## Given entries
· · · · ·
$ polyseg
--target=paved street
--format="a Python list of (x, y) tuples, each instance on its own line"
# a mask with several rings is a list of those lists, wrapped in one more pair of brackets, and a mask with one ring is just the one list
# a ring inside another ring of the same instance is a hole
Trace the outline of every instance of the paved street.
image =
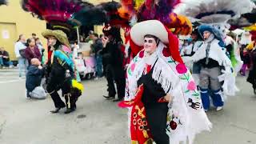
[[(25, 79), (17, 70), (0, 70), (1, 144), (128, 144), (126, 110), (106, 101), (105, 79), (83, 81), (85, 92), (77, 111), (52, 114), (50, 98), (26, 99)], [(207, 113), (214, 124), (210, 133), (196, 138), (194, 144), (256, 144), (256, 96), (246, 78), (220, 112)]]

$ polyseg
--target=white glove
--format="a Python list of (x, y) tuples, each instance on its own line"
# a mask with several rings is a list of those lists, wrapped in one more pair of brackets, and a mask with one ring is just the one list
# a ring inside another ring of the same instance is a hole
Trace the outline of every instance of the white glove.
[(65, 77), (66, 77), (66, 78), (70, 78), (70, 77), (71, 77), (70, 72), (69, 70), (66, 70)]

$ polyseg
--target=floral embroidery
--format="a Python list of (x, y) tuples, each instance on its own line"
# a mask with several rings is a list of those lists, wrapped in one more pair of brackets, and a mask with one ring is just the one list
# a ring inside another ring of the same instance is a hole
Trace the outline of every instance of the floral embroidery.
[(131, 66), (130, 66), (130, 69), (131, 69), (131, 71), (134, 71), (134, 69), (135, 69), (135, 63), (133, 63)]
[(185, 74), (187, 71), (187, 69), (184, 63), (179, 63), (176, 66), (176, 70), (178, 74)]
[(196, 90), (196, 88), (197, 88), (197, 85), (194, 81), (190, 82), (189, 84), (187, 85), (187, 89), (189, 90)]
[(167, 49), (166, 47), (163, 48), (162, 50), (162, 54), (165, 57), (170, 57), (170, 50)]

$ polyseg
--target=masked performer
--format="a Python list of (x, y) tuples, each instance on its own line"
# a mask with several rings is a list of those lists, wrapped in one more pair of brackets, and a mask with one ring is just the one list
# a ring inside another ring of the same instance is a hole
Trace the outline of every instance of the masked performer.
[[(69, 41), (62, 30), (46, 30), (42, 36), (48, 39), (48, 44), (52, 51), (49, 59), (50, 73), (47, 82), (47, 91), (50, 94), (55, 106), (52, 113), (58, 113), (60, 109), (66, 106), (65, 114), (76, 110), (76, 101), (81, 95), (83, 86), (74, 79), (74, 65), (71, 58)], [(58, 94), (62, 90), (66, 104)]]
[[(154, 29), (152, 29), (154, 27)], [(132, 143), (178, 143), (210, 130), (200, 94), (178, 52), (178, 40), (158, 20), (135, 24), (131, 40), (143, 46), (127, 69), (126, 100)]]

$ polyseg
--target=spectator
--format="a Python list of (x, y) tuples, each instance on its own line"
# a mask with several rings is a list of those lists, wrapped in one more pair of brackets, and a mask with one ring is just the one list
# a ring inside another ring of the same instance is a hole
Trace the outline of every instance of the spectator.
[(32, 38), (34, 38), (35, 40), (37, 38), (37, 34), (33, 33), (32, 34)]
[(38, 47), (41, 55), (42, 55), (43, 54), (43, 51), (45, 51), (45, 49), (43, 48), (43, 46), (42, 46), (42, 45), (41, 43), (41, 41), (40, 41), (40, 39), (38, 38), (35, 38), (35, 44)]
[(3, 47), (0, 47), (0, 66), (11, 66), (13, 64), (10, 61), (9, 54)]
[(89, 31), (89, 36), (86, 38), (85, 42), (92, 42), (94, 38), (94, 32), (93, 30)]
[(99, 38), (102, 38), (104, 34), (99, 34)]
[(95, 54), (96, 59), (96, 78), (102, 77), (102, 55), (100, 54), (103, 48), (102, 41), (97, 34), (94, 36), (94, 43), (91, 48)]
[(18, 36), (18, 40), (15, 43), (15, 55), (18, 58), (18, 71), (19, 71), (19, 77), (22, 76), (22, 72), (25, 70), (26, 71), (26, 67), (28, 66), (28, 62), (25, 58), (25, 49), (26, 49), (26, 38), (24, 34), (20, 34)]
[(42, 61), (42, 55), (40, 54), (39, 49), (35, 46), (35, 42), (34, 38), (27, 39), (28, 46), (25, 50), (25, 57), (29, 62), (30, 66), (30, 61), (32, 58), (38, 58), (40, 62)]
[(41, 86), (43, 76), (41, 62), (38, 58), (32, 58), (30, 63), (31, 66), (28, 68), (26, 79), (26, 97), (27, 98), (46, 98), (46, 91)]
· · · · ·
## What the task requires
Rewrite all of these lines, changing every "white glove" to "leather glove" and leaving everything else as it is. Omit the pictures from your answer.

## Result of this exercise
$ polyseg
--target=paved street
--format="a Python list of (x, y) tuples, each instance on its own line"
# a mask with several rings is a list of those lists, wrapped in one more pair of brackets, and a mask with one ring is just the one list
# a ring inside another ring of the same instance is a hole
Trace the outline of every instance of the paved street.
image =
[[(25, 79), (17, 70), (0, 70), (1, 144), (128, 144), (126, 110), (106, 101), (105, 79), (83, 81), (85, 92), (77, 111), (52, 114), (50, 98), (26, 99)], [(207, 113), (214, 124), (210, 133), (196, 138), (194, 144), (256, 144), (256, 96), (246, 78), (220, 112)]]

$ polyseg
--target=leather glove
--format="a Python list of (x, y) tuples, each instance on its own line"
# a mask with several rings is a list of those lists, wrapped in one more pair of brackets, and a mask with one ring is just the one list
# a ring inside another ring of the same instance is a hole
Trace the outline of every instance of the leather glove.
[(65, 77), (66, 77), (66, 78), (70, 78), (70, 77), (71, 77), (70, 72), (69, 70), (66, 70)]

$ polyseg
--target=floral embroidery
--format="a Python list of (x, y) tuples, each instance on its own line"
# a mask with several rings is a list of those lists, wrapped in one more pair of brackets, and a mask with one ring is just the one list
# a ring inside another ring of the same instance is a hole
Trace the outline of every instance of the floral embroidery.
[(131, 66), (130, 66), (130, 69), (131, 69), (131, 71), (134, 71), (134, 69), (135, 69), (135, 63), (133, 63)]
[(185, 74), (187, 71), (187, 69), (184, 63), (179, 63), (176, 66), (176, 70), (178, 74)]
[(196, 90), (196, 88), (197, 88), (197, 85), (194, 81), (190, 82), (189, 84), (187, 85), (187, 89), (189, 90)]
[(167, 49), (166, 47), (163, 48), (162, 50), (162, 54), (165, 57), (170, 57), (170, 50)]

$ polyseg
--target=masked performer
--format="a Python list of (x, y) tuples, each instance on its own line"
# a mask with several rings is a list of those lists, wrapped in one more pair of brackets, and a mask with one ring is just the one list
# a ring inside another ring of the same instance is a hole
Trace the outline of every instance of the masked performer.
[[(69, 41), (62, 30), (46, 30), (42, 36), (48, 39), (48, 44), (52, 51), (49, 59), (50, 73), (47, 82), (47, 91), (50, 94), (55, 106), (52, 113), (58, 113), (60, 109), (66, 106), (65, 114), (76, 110), (76, 101), (81, 95), (83, 86), (74, 79), (74, 65), (71, 58)], [(58, 94), (62, 90), (66, 104)]]
[[(154, 29), (152, 29), (154, 27)], [(132, 143), (178, 143), (210, 130), (200, 94), (178, 52), (178, 40), (158, 20), (135, 24), (131, 40), (143, 46), (127, 69), (126, 100)]]

$ polyseg
--target=spectator
--format="a Python list of (x, y) tuples, each instance on its own line"
# a mask with several rings is a list of those lists, wrapped in one more pair of brackets, and a mask with one ring is just the one list
# a ring inside another ring of the same instance is a hole
Trace the outline of every instance of the spectator.
[(32, 38), (34, 38), (35, 40), (37, 38), (37, 34), (33, 33), (32, 34)]
[(38, 47), (41, 55), (42, 55), (43, 54), (43, 51), (45, 51), (45, 49), (43, 48), (43, 46), (42, 46), (42, 45), (41, 43), (41, 41), (40, 41), (40, 39), (38, 38), (35, 38), (35, 44)]
[(3, 47), (0, 47), (0, 66), (11, 66), (13, 64), (10, 61), (9, 54)]
[(89, 31), (89, 36), (86, 38), (85, 42), (92, 42), (94, 38), (94, 32), (93, 30)]
[(99, 38), (102, 38), (104, 34), (99, 34)]
[(95, 54), (96, 59), (96, 78), (102, 77), (102, 55), (100, 54), (103, 48), (102, 41), (97, 34), (94, 36), (94, 43), (91, 48)]
[(18, 36), (18, 40), (15, 43), (15, 55), (18, 58), (18, 71), (19, 71), (19, 77), (22, 76), (22, 72), (25, 70), (26, 71), (26, 67), (28, 66), (28, 62), (25, 58), (25, 49), (26, 49), (26, 38), (24, 34), (20, 34)]
[(42, 61), (42, 55), (40, 54), (39, 49), (35, 46), (35, 42), (34, 38), (27, 39), (28, 46), (25, 50), (25, 57), (29, 62), (30, 66), (30, 61), (32, 58), (38, 58), (40, 62)]
[(41, 86), (43, 76), (41, 62), (38, 58), (32, 58), (30, 63), (31, 66), (28, 68), (26, 79), (26, 97), (27, 98), (46, 98), (46, 91)]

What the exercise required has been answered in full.